• **Your objective**:
List every reason that the passage below about Ukraine's banks gives for banks lending less than they could.

• **Excerpt to read**:
────────────────────────────────────────

Independent economists Kyiv Post spoke with agree that lawmakers pick the low-hanging fruit – but they challenged part of the NBU’s case.

Ukraine’s banks are indeed a fat cat compared to Europe’s. 

ROE remained above 20% – estimated at 25.2% in 2024, 29.9% in 2025, and 21.7% in the first four months of 2026, according to Oleksandr Parashchiy, Head of the Analytical Department at Concorde Capital, who shared the estimates with Kyiv Post. 

The EU average in 2024 was 9.4%. Even Romania’s 21.9%, being the highest in the bloc, trailed Ukraine’s figures.

(Source: Graph by Olena Hrazhdan based on Concorde Capital’s Head of the analytical department Oleksandr Parashchiy’s estimates) 

The NBU warns the tax scares investors, but war and political risks are what actually deter them, Parashchiy said. 

Despite these challenges, two foreign investors entered Ukraine’s banking sector: Estonian fintech group Iute Group bought a bridge bank created from the failed RWS Bank in January, and Polish fintech Zen bought PIN Bank in April, This was done not by their own technologies but by those already built inside Ukraine’s banking system, according to Nikolaichuk.

“Given the banking system’s current capital levels, they could easily issue an additional Hr.300-400 billion ($6.7-$8.9 billion) in loans today,” Parashchiy said. 

Banks lend less than they could because of war-related risks, a shortage of quality borrowers, high hryvnia borrowing costs, and the weakened financial position of companies drained by the war. 

Predictability matters too.

────────────────────────────────────────

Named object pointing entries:
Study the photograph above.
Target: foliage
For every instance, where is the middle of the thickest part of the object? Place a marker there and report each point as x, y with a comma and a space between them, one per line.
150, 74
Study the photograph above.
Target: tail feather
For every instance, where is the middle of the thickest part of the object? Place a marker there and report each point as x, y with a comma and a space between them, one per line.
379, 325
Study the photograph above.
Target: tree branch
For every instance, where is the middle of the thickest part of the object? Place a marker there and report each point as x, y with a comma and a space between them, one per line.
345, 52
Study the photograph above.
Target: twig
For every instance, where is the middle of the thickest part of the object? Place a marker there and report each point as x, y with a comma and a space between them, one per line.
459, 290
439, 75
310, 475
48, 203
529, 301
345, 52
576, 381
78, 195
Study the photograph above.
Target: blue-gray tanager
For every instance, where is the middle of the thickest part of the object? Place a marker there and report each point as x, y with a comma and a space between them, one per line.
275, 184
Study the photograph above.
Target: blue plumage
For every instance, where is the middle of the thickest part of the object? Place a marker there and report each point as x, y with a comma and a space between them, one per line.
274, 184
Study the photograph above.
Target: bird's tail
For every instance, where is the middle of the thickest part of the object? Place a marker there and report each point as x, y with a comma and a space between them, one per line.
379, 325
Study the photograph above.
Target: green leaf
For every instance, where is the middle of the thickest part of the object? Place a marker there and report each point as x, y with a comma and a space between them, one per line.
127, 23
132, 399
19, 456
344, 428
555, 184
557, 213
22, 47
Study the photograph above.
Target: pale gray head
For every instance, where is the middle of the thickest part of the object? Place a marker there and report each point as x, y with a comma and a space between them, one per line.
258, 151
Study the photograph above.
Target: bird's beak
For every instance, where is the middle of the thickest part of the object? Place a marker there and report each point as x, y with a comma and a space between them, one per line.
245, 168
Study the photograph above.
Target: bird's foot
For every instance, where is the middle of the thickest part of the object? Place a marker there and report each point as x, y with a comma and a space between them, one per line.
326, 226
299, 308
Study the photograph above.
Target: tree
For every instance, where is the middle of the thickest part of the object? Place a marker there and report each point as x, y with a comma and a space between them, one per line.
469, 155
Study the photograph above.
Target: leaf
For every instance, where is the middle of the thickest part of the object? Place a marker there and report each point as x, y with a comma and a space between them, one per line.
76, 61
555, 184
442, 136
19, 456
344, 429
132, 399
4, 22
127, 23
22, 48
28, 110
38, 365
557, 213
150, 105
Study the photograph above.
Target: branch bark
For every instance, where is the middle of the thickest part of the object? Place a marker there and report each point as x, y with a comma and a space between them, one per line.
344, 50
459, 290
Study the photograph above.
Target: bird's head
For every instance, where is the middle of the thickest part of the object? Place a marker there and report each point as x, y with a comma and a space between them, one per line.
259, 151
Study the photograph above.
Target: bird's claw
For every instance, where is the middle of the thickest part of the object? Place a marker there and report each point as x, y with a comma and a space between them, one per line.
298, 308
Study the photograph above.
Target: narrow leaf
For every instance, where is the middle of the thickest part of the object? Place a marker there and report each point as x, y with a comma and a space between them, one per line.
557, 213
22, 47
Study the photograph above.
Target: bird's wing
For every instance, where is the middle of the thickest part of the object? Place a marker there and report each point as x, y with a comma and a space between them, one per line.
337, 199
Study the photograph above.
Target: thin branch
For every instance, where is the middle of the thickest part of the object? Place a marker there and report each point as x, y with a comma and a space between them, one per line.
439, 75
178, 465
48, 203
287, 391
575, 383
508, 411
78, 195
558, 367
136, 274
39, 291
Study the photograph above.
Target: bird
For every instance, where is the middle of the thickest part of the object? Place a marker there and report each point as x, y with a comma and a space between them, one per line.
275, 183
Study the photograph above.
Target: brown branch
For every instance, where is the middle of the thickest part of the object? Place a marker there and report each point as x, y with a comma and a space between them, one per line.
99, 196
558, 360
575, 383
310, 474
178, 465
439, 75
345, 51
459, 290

────────────────────────────────────────

• **Solution to the exercise**:
- War-related risks
- A shortage of quality borrowers
- High hryvnia borrowing costs
- The weakened financial position of companies drained by the war